CONSIGNE 1 →
D'après l'extrait source sur la journée de Jérusalem à Montpellier, les affirmations (a), (b) et (c) sont-elles exactes ? Répondez par oui ou par non, en citant à l'identique les mots du texte qui tranchent. (a) Le comité BDS France 34 fait campagne contre cette commémoration depuis 2009. (b) Frédéric CORCOS a fait son annonce publique en 2015. (c) La pétition papier est soutenue par une trentaine d'organisations.

EXTRAIT SOURCE →

UNE JOURNÉE DE COMMÉMORATION COLONIALE EN VIOLATION DU DROIT INTERNATIONAL
Voici comment Frédéric CORCOS, l’ex-Président du Centre Communautaire et Culturel juif (CCCJ) de Montpellier, annonçait publiquement en 2011, la 33ème « journée de Jérusalem » à Montpellier : « Notre attachement à cette commémoration de la réunification de la ville de Jérusalem reste un particularisme spécifique à Montpellier et unique en Diaspora… A travers le symbole de cette journée, nous crions, avec tous nos amis, haut et fort, notre sionisme et notre soutien à l’Etat d’Israël !… JERUSALEM EST ET DOIT RESTER LA CAPITALE DE L’ETAT D’ISRAËL !(…) Venez très nombreux commémorer ce 33ème anniversaire de la Journée de Jérusalem et soutenir ainsi l’Etat d’Israël, seul rempart de notre Peuple. Vive Israël ! »
C’est dit on ne peut plus clairement : il s’agit d’une manifestation politique sioniste de soutien à l’état colonial israélien en violation du droit international..
Depuis 2009 le comité BDS France 34 mène campagne contre cette commémoration organisant conférences , stands d’information sur la place de la Comédie (https://bdsf34.wordpress.com/2015/06/08/6-7-juin-week-end-de-manifestations-contre-la-journee-sioniste-a-montpellier/) et manifestations annuelle sur le site de la dite manifestation.(https://bdsf34.wordpress.com/2015/06/08/6-7-juin-week-end-de-manifestations-contre-la-journee-sioniste-a-montpellier-2/#more-2495). Une pétition papier a été lancée soutenue par une quinzaine d’organisations.

CONSIGNE 2 →
Dans les enregistrements, remplacez « wood grain texture » par « timber grain texture » dans la partie qui commence à la ligne contenant « the wood grain » et va jusqu'à la fin, bornes comprises. Redonnez uniquement cette partie, le reste inchangé.

Entrées d'un jeu d'annotations par points:
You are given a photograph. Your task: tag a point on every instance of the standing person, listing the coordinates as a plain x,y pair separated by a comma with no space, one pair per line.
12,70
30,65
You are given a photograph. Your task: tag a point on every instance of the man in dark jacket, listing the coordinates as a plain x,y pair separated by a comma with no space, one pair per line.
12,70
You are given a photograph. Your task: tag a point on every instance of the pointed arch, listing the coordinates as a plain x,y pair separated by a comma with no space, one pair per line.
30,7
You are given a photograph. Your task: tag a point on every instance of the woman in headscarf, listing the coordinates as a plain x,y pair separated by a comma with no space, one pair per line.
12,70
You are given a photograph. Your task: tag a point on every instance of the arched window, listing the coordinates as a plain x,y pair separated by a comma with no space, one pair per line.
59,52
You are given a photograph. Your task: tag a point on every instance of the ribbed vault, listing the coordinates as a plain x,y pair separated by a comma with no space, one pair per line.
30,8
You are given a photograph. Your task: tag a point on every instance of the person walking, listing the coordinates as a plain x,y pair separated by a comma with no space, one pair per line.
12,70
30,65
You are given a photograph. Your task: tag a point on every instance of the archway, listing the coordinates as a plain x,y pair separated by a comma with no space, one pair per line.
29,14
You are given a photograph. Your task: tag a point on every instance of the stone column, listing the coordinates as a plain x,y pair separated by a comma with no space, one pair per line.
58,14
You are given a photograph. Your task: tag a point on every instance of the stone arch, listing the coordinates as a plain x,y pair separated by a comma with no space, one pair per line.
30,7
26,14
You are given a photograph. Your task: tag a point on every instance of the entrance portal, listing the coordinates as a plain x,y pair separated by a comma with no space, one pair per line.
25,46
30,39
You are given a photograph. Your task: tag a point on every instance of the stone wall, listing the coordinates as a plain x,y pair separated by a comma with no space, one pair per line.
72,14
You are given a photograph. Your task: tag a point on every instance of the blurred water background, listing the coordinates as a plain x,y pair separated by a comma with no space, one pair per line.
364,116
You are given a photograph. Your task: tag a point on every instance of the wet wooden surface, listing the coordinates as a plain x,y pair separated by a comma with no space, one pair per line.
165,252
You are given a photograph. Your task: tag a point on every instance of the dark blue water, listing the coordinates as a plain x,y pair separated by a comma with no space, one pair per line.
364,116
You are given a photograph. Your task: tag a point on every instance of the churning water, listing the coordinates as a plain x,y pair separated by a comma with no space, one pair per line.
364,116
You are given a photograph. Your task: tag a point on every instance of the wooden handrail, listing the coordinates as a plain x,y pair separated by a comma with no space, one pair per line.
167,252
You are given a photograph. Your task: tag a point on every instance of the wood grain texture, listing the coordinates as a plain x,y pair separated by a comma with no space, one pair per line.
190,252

RÉPONSE RÉDIGÉE 1 →
(a) Oui : « Depuis 2009 le comité BDS France 34 mène campagne contre cette commémoration »
(b) Non : « annonçait publiquement en 2011 »
(c) Non : « soutenue par une quinzaine d’organisations »

RÉPONSE RÉDIGÉE 2 →
You are given a photograph. Your task: tag a point on every instance of the timber grain texture, listing the coordinates as a plain x,y pair separated by a comma with no space, one pair per line.
190,252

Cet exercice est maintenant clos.